Trecho fornecido:

•••••

Espancaram uma criança na minha rua. Largaram ele desmaiado na calçada. Cheguei havia uma 15 pessoas ao redor da criança, já acordada, sentado e com a cara sangrando... pingava sangue de seu rosto negro. 12 anos, no máximo. Parei.
Da onde vem minha covardia, minha fraqueza? Meu silencio, meu consentimento?
As pessoas ao redor continuavam espancando o menino de 12 anos sentado e sangrando. Questionavam o que ele fazia de errado pra ter sido espancado. Perguntavam por seus comparsas. Ameaçavam a criança. Ele é quem fora espancado tentei falar. Aproximei-me e tentei não ser baixo e medíocre. Perguntei pelo atendimento médico a um policial, que me encarou. Tentei argumentar com o policial que achava normal, e não parecia notar nenhum problema naquela cena. Ainda disse, esses assim, menores é que são os piores. Quis dizer, falar, mas não disse. Ouvi uma senhora dizer para a criança que fora espancado, “menino vocês tem que parar com isso, parar de roubar, tem que ir trabalhar”... Ninguem procurava identificar o carro com os agressores, com os violadores daquela criança. A certeza que o menino tentara roubar um carro, justificava toda e qualquer agressão. Era eu o menino. Sentado, sangrando, e enquanto meu sangue pingava em minha mão, ouvia pessoas me xingando. Tentei imaginar essa cena, mas não consegui, nunca seria eu. Eu sou branco, eu nunca passei por nada parecido, eu sou rico (a certeza do tamanho da miséria que há no Brasil, e principalmente em Belo Horizonte com o tamanho da periferia que sustenta todo esse luxo de Belvederes e Sions, proporcionalmente aumenta minha riqueza. Para os cientistas sociais mais otimistas proponho um conceito de classe social que passe a questionar se o sujeito alguma vez já foi tratado como um pequeno rato sujo....)

•••••

Material de origem:
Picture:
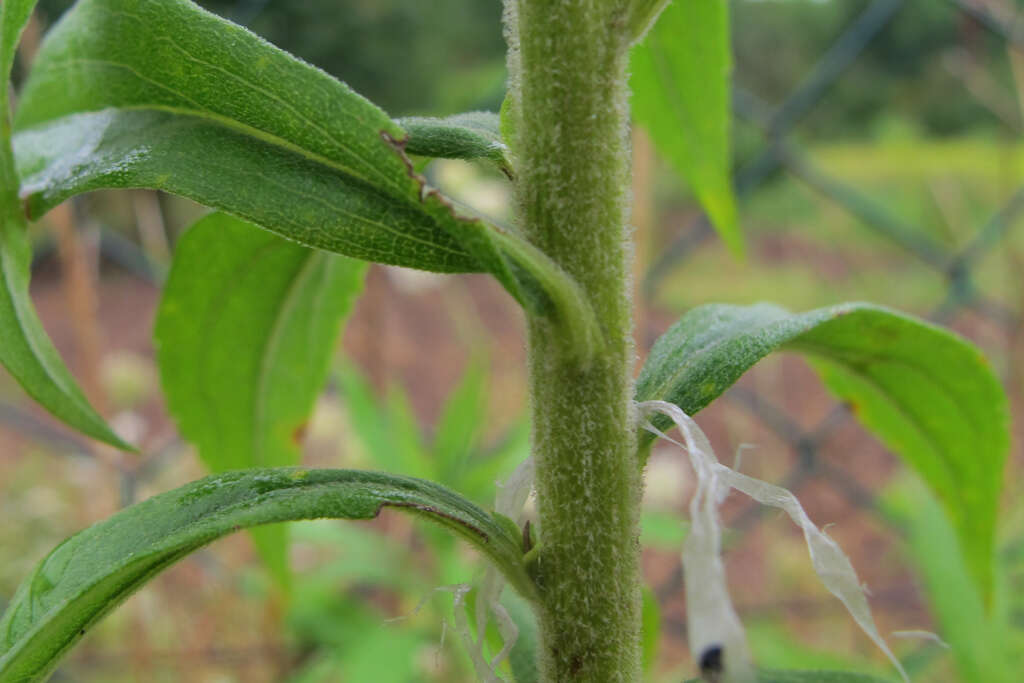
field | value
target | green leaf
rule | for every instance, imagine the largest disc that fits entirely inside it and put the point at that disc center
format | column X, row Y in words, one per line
column 978, row 640
column 681, row 95
column 26, row 350
column 522, row 658
column 92, row 571
column 458, row 433
column 927, row 393
column 245, row 334
column 470, row 135
column 162, row 94
column 387, row 429
column 770, row 676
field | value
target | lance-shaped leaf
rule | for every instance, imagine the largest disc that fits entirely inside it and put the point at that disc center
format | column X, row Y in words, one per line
column 680, row 83
column 245, row 333
column 25, row 349
column 92, row 571
column 470, row 136
column 928, row 394
column 162, row 94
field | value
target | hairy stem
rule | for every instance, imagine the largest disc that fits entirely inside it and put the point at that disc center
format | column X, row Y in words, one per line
column 569, row 116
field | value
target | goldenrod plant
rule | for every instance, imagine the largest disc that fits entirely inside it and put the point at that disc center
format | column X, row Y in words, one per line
column 308, row 181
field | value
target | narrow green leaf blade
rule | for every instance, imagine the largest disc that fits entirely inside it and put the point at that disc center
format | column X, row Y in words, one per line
column 523, row 657
column 245, row 334
column 91, row 572
column 162, row 94
column 470, row 136
column 978, row 638
column 680, row 82
column 459, row 427
column 25, row 348
column 928, row 394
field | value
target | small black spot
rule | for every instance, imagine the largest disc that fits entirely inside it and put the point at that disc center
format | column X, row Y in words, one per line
column 712, row 664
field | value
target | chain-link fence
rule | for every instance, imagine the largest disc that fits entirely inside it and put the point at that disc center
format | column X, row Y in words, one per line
column 826, row 466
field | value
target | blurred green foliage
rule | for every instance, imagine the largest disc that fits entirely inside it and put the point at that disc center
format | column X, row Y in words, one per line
column 902, row 74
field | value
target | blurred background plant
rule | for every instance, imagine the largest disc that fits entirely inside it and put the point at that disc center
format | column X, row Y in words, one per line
column 878, row 157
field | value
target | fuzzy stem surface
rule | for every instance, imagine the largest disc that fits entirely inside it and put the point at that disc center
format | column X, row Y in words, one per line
column 569, row 116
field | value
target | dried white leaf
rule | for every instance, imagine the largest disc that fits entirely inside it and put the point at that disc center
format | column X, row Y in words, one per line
column 921, row 635
column 712, row 617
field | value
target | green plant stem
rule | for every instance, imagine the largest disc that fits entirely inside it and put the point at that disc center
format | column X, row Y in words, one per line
column 570, row 121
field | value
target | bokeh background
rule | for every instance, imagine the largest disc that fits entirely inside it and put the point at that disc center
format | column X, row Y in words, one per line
column 879, row 157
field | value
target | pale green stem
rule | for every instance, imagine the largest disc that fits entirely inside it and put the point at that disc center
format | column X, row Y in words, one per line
column 569, row 117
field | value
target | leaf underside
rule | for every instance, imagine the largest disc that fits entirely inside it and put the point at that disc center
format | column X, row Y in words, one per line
column 473, row 135
column 90, row 572
column 26, row 350
column 162, row 94
column 928, row 394
column 245, row 332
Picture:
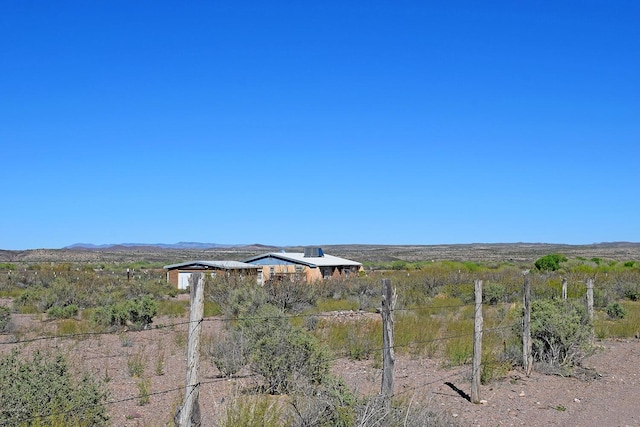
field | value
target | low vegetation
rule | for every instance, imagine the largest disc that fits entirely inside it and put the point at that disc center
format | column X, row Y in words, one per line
column 282, row 332
column 41, row 390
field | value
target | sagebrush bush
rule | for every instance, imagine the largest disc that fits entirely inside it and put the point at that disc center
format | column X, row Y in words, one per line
column 229, row 352
column 42, row 391
column 560, row 332
column 66, row 312
column 137, row 313
column 615, row 310
column 5, row 317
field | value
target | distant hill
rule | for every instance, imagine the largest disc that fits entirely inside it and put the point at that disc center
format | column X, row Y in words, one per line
column 179, row 245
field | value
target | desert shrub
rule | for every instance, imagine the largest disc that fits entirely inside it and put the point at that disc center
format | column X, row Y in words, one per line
column 66, row 312
column 560, row 333
column 5, row 317
column 42, row 391
column 285, row 353
column 329, row 404
column 291, row 295
column 137, row 313
column 631, row 291
column 615, row 310
column 493, row 293
column 229, row 353
column 550, row 262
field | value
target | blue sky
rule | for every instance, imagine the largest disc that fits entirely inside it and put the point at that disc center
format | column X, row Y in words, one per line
column 296, row 123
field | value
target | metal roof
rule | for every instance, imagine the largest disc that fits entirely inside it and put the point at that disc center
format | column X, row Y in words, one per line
column 299, row 258
column 224, row 265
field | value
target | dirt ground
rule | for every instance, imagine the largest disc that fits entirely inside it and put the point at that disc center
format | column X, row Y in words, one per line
column 608, row 398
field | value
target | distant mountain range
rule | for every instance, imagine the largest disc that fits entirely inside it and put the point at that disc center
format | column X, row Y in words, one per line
column 179, row 245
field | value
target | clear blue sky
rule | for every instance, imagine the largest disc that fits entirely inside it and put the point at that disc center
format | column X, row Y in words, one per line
column 324, row 122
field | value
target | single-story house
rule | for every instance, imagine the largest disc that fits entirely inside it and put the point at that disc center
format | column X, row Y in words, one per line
column 311, row 265
column 179, row 274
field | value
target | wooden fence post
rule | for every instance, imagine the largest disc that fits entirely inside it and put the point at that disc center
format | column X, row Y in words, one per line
column 590, row 305
column 477, row 344
column 526, row 329
column 389, row 298
column 188, row 414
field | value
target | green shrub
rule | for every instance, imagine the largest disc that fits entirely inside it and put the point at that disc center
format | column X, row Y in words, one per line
column 615, row 310
column 291, row 295
column 5, row 317
column 286, row 353
column 550, row 262
column 329, row 404
column 137, row 313
column 66, row 312
column 228, row 353
column 560, row 333
column 42, row 391
column 493, row 293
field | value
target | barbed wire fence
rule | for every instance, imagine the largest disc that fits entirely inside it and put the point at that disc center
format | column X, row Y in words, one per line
column 192, row 385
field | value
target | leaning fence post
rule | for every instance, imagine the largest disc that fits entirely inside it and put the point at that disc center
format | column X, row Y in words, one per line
column 389, row 297
column 590, row 305
column 189, row 414
column 477, row 344
column 527, row 344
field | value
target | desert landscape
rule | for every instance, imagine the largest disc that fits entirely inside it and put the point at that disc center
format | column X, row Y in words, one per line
column 602, row 392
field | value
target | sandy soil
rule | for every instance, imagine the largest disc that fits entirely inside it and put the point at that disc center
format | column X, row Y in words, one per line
column 610, row 398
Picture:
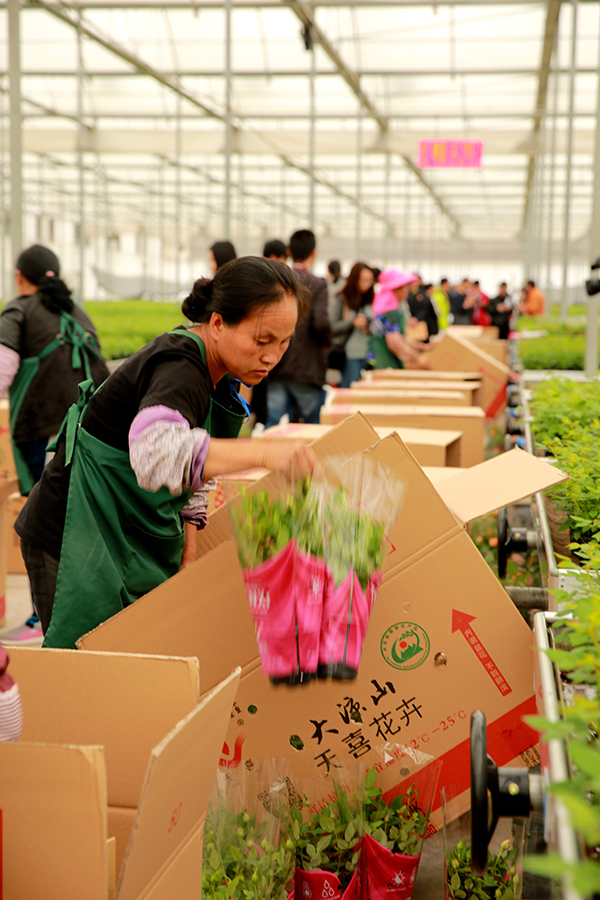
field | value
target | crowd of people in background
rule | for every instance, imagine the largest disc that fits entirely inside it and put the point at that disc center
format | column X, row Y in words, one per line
column 173, row 407
column 368, row 318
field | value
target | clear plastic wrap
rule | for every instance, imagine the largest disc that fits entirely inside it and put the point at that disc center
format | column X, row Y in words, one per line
column 360, row 843
column 504, row 876
column 311, row 557
column 247, row 851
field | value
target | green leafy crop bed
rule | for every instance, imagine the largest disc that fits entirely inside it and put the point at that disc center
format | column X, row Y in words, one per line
column 563, row 347
column 124, row 326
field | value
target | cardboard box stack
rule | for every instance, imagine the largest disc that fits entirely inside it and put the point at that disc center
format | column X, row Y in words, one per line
column 468, row 420
column 111, row 780
column 444, row 637
column 453, row 353
column 420, row 397
column 430, row 448
column 470, row 389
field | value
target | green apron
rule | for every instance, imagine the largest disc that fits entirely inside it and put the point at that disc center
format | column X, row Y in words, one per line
column 120, row 541
column 83, row 343
column 381, row 355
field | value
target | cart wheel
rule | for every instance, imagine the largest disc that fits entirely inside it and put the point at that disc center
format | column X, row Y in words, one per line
column 510, row 540
column 503, row 554
column 480, row 829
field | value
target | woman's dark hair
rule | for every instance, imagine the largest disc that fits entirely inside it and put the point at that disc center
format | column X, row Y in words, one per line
column 353, row 298
column 240, row 287
column 40, row 266
column 223, row 251
column 335, row 269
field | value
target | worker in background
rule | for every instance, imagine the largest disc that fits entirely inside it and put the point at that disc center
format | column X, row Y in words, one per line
column 500, row 309
column 534, row 301
column 117, row 509
column 48, row 345
column 441, row 304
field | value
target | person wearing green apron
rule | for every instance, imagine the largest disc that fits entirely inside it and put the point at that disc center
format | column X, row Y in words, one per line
column 388, row 347
column 116, row 511
column 48, row 345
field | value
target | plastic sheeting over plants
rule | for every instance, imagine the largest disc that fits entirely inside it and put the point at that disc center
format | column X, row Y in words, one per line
column 312, row 556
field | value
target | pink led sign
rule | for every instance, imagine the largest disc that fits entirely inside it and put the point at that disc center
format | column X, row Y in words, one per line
column 450, row 154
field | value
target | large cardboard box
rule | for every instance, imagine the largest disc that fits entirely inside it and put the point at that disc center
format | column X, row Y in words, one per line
column 471, row 647
column 14, row 558
column 7, row 464
column 418, row 375
column 454, row 353
column 429, row 447
column 421, row 397
column 113, row 746
column 469, row 420
column 471, row 389
column 496, row 348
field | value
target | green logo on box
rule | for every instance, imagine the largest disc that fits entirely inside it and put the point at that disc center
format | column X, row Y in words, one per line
column 405, row 646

•••••

Enunciado:
Responda com base no relato sobre a criança espancada:
(a) Qual é a idade máxima que o relato atribui ao menino?
(b) A quem se pergunta pelo atendimento médico?
(c) Que cidade o relato cita ao falar da periferia que sustenta o luxo de Belvederes e Sions?

Resposta:
(a) 12 anos, no máximo.
(b) A um policial.
(c) Belo Horizonte.